**SELECTED PASSAGE**

[Webinar] How to Protect Sensitive Data with CSFLE | Register Today

Login Contact Us

Putting Apache Kafka To Use: A Practical Guide to Building an Event Streaming Platform (Part 2)

Written By

This is the second part of our guide on streaming data and Apache Kafka. In part one I talked about the uses for real-time data streams and explained the concept of an event streaming platform. The remainder of this guide will contain specific advice on how to go about building an event streaming platform in your organization.

This advice is drawn from our experience building and implementing Kafka at LinkedIn and rolling it out across all the data types and systems there. It also comes from many years working with companies to build Kafka-based event streaming platforms in their organizations.

This is meant to be a living document. As we learn new techniques or new tools become available, I’ll update it.

Getting Started

Much of the advice in this guide covers techniques that will scale to hundreds or thousands of well-formed data streams. No one starts with that, of course. Usually you start with one or two trial applications, often ones that have scalability requirements that make other systems less suitable. Even in this kind of limited deployment, though, the techniques described in this guide will help you to start off with good practices, which is critical as your usage expands.

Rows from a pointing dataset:
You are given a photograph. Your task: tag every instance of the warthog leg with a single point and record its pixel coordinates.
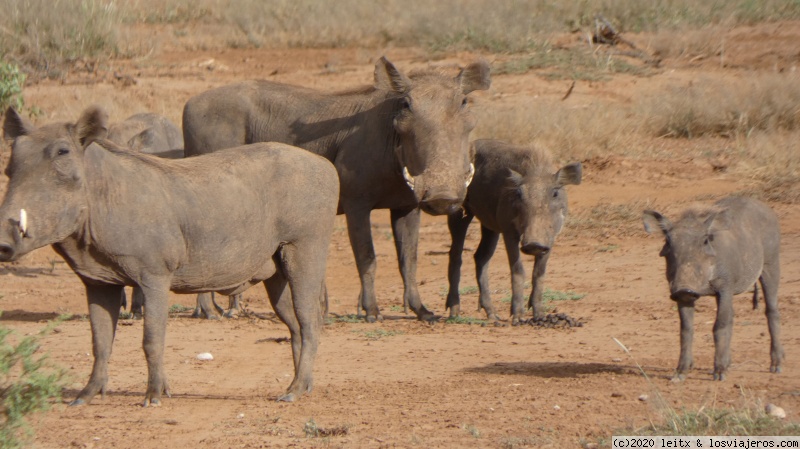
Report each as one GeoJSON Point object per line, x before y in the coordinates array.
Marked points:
{"type": "Point", "coordinates": [537, 282]}
{"type": "Point", "coordinates": [483, 255]}
{"type": "Point", "coordinates": [360, 233]}
{"type": "Point", "coordinates": [457, 223]}
{"type": "Point", "coordinates": [769, 284]}
{"type": "Point", "coordinates": [405, 226]}
{"type": "Point", "coordinates": [155, 330]}
{"type": "Point", "coordinates": [299, 308]}
{"type": "Point", "coordinates": [686, 313]}
{"type": "Point", "coordinates": [104, 305]}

**SET TASKS**
1: Transcribe the Kafka guide above in full.
2: Restate every row from the pointing dataset word for word, leaving out the pictures.

**SOLUTIONS BELOW**
1:
[Webinar] How to Protect Sensitive Data with CSFLE | Register Today

Login Contact Us

Putting Apache Kafka To Use: A Practical Guide to Building an Event Streaming Platform (Part 2)

Written By

This is the second part of our guide on streaming data and Apache Kafka. In part one I talked about the uses for real-time data streams and explained the concept of an event streaming platform. The remainder of this guide will contain specific advice on how to go about building an event streaming platform in your organization.

This advice is drawn from our experience building and implementing Kafka at LinkedIn and rolling it out across all the data types and systems there. It also comes from many years working with companies to build Kafka-based event streaming platforms in their organizations.

This is meant to be a living document. As we learn new techniques or new tools become available, I’ll update it.

Getting Started

Much of the advice in this guide covers techniques that will scale to hundreds or thousands of well-formed data streams. No one starts with that, of course. Usually you start with one or two trial applications, often ones that have scalability requirements that make other systems less suitable. Even in this kind of limited deployment, though, the techniques described in this guide will help you to start off with good practices, which is critical as your usage expands.

2:
You are given a photograph. Your task: tag every instance of the warthog leg with a single point and record its pixel coordinates.
Report each as one GeoJSON Point object per line, x before y in the coordinates array.
Marked points:
{"type": "Point", "coordinates": [537, 282]}
{"type": "Point", "coordinates": [483, 255]}
{"type": "Point", "coordinates": [360, 233]}
{"type": "Point", "coordinates": [457, 223]}
{"type": "Point", "coordinates": [769, 284]}
{"type": "Point", "coordinates": [405, 226]}
{"type": "Point", "coordinates": [155, 330]}
{"type": "Point", "coordinates": [299, 308]}
{"type": "Point", "coordinates": [686, 313]}
{"type": "Point", "coordinates": [104, 305]}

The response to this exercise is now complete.